= Problem details =
The lines to extract start at the one containing "Task: set a dot on every instance of the yellow" and end with the last line; give them exactly and nothing more.

»»

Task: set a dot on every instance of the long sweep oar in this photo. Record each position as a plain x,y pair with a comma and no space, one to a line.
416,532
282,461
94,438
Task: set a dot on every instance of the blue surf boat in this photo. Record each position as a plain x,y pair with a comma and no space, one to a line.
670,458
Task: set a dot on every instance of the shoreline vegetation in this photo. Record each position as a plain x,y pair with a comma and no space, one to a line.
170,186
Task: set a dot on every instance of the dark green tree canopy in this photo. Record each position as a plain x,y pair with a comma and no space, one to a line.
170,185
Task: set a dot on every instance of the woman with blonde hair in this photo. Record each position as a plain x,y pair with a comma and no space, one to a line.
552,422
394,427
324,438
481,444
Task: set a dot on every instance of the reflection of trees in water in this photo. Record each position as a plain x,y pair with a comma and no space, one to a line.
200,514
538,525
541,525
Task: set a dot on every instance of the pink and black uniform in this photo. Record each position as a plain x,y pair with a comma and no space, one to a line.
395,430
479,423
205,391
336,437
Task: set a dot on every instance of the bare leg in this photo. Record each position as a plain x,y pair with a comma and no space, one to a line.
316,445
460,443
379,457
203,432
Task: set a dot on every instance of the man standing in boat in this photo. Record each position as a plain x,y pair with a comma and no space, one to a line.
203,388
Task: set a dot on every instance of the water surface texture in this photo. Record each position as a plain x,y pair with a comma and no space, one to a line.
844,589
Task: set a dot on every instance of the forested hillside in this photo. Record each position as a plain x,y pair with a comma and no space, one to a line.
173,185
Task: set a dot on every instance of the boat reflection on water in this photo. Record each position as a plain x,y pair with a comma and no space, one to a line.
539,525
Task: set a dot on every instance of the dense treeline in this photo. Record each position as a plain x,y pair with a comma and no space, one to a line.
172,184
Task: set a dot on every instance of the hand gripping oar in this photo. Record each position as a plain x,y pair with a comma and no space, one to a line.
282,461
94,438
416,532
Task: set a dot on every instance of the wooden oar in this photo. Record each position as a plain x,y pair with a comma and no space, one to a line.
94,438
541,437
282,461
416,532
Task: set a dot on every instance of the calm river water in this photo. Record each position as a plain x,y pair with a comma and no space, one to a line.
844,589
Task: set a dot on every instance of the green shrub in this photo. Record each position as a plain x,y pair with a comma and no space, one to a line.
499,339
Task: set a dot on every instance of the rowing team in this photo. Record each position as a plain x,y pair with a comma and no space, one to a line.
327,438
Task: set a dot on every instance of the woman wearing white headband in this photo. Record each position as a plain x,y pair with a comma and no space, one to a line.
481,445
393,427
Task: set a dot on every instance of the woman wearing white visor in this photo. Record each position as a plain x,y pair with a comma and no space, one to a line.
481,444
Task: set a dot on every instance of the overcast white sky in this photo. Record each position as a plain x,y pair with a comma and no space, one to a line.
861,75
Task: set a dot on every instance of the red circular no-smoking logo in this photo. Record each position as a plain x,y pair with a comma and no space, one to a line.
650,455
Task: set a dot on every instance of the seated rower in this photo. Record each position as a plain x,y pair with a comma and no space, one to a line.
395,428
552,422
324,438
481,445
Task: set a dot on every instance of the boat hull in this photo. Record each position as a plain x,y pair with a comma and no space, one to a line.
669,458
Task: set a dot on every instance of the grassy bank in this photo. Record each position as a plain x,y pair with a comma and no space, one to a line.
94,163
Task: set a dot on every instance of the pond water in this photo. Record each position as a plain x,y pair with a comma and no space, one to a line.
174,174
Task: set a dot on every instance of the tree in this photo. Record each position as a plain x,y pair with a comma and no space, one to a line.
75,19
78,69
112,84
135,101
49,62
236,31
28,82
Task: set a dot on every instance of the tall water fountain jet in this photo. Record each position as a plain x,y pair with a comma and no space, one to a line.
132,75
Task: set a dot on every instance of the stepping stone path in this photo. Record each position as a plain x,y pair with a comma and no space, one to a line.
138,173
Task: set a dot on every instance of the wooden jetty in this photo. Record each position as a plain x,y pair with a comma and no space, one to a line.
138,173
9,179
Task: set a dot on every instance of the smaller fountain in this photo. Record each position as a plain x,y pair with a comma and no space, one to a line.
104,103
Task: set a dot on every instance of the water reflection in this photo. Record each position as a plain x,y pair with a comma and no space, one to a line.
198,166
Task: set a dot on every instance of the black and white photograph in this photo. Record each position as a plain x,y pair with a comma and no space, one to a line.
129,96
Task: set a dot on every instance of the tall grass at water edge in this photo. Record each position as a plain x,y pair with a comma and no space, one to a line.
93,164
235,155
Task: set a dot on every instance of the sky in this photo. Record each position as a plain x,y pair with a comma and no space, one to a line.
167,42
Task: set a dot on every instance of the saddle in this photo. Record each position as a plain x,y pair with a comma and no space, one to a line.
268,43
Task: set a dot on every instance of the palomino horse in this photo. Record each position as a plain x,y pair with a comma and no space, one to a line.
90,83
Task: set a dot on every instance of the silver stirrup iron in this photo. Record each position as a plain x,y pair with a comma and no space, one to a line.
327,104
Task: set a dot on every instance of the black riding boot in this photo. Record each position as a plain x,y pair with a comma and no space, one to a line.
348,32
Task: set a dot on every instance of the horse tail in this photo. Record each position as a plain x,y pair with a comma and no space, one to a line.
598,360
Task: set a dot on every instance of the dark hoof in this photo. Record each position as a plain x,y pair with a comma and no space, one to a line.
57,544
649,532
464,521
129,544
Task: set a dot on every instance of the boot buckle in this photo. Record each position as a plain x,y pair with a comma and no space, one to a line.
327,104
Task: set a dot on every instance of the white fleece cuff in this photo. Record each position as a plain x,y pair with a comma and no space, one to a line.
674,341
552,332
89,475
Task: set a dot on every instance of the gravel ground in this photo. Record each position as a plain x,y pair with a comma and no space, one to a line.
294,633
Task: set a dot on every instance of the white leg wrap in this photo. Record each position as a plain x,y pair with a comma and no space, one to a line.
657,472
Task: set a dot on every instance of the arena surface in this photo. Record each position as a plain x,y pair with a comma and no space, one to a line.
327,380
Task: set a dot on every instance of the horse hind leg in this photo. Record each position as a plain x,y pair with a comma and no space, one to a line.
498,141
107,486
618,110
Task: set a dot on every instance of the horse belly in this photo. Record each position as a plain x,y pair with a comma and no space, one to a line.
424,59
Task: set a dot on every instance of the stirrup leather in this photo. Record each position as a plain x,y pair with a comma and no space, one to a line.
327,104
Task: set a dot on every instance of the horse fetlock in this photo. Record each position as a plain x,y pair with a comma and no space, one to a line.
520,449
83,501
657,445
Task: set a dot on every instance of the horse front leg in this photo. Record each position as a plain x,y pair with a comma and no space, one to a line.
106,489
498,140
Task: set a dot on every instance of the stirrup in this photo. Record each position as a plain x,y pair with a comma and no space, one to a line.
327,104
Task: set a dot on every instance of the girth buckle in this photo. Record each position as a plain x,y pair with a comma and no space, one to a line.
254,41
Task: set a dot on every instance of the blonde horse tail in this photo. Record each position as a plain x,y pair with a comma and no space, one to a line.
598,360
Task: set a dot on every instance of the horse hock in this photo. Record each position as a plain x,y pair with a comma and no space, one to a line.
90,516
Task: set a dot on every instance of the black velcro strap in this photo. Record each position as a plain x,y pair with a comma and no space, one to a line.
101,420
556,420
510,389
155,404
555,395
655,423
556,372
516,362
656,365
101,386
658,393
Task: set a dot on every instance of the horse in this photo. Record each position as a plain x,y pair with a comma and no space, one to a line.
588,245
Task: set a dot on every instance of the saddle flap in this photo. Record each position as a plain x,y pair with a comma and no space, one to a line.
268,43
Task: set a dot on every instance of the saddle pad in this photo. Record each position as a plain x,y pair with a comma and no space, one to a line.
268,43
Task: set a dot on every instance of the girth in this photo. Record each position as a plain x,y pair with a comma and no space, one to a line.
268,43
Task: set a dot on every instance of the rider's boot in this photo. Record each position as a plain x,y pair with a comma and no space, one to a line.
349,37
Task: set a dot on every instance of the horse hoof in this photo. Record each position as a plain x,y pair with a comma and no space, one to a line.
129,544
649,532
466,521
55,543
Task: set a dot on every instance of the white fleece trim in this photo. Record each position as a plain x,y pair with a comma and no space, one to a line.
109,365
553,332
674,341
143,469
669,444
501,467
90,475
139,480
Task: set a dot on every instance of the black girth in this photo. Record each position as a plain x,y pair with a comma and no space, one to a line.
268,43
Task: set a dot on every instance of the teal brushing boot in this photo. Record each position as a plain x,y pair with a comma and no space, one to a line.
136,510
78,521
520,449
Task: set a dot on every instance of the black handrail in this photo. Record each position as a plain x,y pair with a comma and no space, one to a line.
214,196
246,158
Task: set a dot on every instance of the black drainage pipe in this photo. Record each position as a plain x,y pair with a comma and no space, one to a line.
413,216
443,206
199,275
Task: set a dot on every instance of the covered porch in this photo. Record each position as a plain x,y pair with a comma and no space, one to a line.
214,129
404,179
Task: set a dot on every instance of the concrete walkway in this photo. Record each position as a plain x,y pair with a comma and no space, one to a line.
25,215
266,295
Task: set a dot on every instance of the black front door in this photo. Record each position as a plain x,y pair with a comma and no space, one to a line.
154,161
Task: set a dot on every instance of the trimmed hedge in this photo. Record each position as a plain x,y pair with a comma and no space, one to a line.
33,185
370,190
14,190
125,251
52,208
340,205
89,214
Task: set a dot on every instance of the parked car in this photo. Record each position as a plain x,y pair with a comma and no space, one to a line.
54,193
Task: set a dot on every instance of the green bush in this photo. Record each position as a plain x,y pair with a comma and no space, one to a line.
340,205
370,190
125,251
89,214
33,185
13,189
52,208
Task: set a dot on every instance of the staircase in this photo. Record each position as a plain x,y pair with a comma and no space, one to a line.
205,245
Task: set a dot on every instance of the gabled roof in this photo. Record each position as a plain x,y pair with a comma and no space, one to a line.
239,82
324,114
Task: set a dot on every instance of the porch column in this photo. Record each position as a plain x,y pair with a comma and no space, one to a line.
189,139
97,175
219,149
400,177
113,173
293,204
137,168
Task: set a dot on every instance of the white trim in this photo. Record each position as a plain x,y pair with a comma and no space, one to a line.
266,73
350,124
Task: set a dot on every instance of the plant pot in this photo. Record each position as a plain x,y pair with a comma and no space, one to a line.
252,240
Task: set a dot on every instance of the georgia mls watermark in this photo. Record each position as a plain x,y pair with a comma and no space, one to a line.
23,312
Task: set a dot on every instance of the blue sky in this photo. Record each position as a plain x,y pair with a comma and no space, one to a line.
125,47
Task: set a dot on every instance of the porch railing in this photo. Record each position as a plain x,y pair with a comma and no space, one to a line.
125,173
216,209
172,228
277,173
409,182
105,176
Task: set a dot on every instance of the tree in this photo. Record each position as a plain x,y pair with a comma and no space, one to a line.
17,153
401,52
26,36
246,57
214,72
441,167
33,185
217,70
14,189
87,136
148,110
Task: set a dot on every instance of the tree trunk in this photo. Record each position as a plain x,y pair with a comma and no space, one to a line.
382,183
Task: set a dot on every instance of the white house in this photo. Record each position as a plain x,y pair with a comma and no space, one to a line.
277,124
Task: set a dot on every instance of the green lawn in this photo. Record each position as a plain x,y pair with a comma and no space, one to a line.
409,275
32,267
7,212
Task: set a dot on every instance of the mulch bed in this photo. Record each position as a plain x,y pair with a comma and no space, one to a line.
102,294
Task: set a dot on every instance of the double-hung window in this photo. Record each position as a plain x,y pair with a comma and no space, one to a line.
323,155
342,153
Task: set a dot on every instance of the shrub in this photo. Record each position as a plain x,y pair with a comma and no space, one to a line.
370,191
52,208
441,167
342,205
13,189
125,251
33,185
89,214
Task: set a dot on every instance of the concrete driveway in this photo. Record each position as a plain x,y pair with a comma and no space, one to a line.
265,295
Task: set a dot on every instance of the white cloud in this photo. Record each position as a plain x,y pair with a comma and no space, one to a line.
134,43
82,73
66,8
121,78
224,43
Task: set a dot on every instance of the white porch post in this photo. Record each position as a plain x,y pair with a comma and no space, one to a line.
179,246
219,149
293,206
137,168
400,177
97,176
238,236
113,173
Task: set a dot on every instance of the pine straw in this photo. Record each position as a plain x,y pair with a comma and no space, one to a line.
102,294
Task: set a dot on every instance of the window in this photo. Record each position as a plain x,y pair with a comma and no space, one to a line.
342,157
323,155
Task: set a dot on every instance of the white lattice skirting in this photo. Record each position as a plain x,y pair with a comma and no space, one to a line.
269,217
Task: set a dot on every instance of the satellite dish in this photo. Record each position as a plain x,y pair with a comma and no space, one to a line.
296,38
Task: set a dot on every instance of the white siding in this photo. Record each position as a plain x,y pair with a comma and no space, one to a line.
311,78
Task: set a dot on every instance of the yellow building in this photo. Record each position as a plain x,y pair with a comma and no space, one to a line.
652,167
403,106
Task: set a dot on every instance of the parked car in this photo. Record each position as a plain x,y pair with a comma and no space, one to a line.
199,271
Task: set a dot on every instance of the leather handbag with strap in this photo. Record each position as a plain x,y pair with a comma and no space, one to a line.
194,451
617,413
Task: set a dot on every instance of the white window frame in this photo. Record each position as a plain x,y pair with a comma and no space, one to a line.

««

= Solution for this task =
Task: set a dot on every instance of the yellow building in this photo. Record each position as a plain x,y pair with a comma and no space, one to a line.
652,167
403,106
Task: set a dot on every instance of the parked car in this photo. Record each position as a plain x,y pair with a comma and no space, one to a line.
199,271
Task: set a dot on every instance of the leather handbag with strap in this photo. Record each position as a plain x,y pair with a comma and no space, one to a line.
194,451
617,413
Task: set a dot on every instance of the white window frame in this photo. Record each position as a plain x,y pair with a comma and no space, one to a line.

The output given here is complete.